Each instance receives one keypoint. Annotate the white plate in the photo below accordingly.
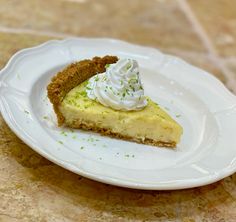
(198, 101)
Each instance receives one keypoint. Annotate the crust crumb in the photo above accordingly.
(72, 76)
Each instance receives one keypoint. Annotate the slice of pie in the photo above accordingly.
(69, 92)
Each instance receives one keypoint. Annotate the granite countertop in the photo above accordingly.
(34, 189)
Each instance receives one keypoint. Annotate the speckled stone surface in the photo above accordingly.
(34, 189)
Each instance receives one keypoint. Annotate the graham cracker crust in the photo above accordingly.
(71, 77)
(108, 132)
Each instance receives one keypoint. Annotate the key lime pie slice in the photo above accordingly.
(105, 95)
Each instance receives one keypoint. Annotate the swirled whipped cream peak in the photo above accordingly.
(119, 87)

* * *

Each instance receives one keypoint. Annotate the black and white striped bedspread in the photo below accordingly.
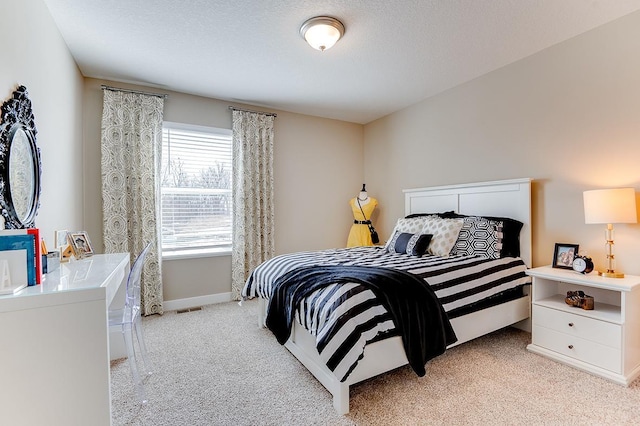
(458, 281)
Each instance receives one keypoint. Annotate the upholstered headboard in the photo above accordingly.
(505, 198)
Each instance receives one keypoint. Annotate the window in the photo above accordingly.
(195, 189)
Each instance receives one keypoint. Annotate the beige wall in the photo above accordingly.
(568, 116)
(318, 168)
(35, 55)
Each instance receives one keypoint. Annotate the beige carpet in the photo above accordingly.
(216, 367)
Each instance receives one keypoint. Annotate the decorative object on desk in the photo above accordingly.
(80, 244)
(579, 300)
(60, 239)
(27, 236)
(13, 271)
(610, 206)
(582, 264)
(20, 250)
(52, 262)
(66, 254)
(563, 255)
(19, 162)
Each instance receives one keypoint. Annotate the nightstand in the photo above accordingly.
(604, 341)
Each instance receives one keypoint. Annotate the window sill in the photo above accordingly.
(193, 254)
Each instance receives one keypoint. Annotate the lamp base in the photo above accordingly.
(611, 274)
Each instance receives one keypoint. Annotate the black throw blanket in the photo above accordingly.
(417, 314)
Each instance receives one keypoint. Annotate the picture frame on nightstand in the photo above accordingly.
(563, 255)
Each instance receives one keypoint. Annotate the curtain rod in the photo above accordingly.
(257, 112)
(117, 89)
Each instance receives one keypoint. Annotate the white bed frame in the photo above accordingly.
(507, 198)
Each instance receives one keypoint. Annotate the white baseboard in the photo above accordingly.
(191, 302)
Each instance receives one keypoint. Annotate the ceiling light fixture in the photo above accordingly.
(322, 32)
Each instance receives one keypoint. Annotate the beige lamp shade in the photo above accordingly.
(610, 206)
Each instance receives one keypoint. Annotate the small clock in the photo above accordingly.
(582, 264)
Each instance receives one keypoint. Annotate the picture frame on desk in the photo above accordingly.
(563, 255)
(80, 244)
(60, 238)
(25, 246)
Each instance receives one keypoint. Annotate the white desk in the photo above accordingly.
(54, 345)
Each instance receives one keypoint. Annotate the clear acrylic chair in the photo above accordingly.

- **What to do**: Please reproduce only the items from the line with "Each instance receives one keypoint. Annotate the ceiling" up to and including the line with "Each instance receives one keypoint. Annotate the clear", raising every coordinate in the answers by 63 and leaving all other text as it is.

- **Result**:
Each instance receives one keypoint. Annotate the ceiling light fixture in the photo above accordingly.
(385, 95)
Each instance receives one keypoint. Annotate the beige lamp shade in the photo above accordingly.
(673, 269)
Each instance receives one keypoint. Annotate the small clock in the photo above accordingly.
(645, 327)
Each instance receives one keypoint. Annotate the picture frame on desk in the photo above accordingly.
(626, 318)
(143, 307)
(123, 301)
(88, 309)
Each instance receives one keypoint. Annotate the white desk in the photo above accordingly.
(117, 408)
Each instance receives one keypoint. Annotate the clear acrylic chair in the photo above accordingly.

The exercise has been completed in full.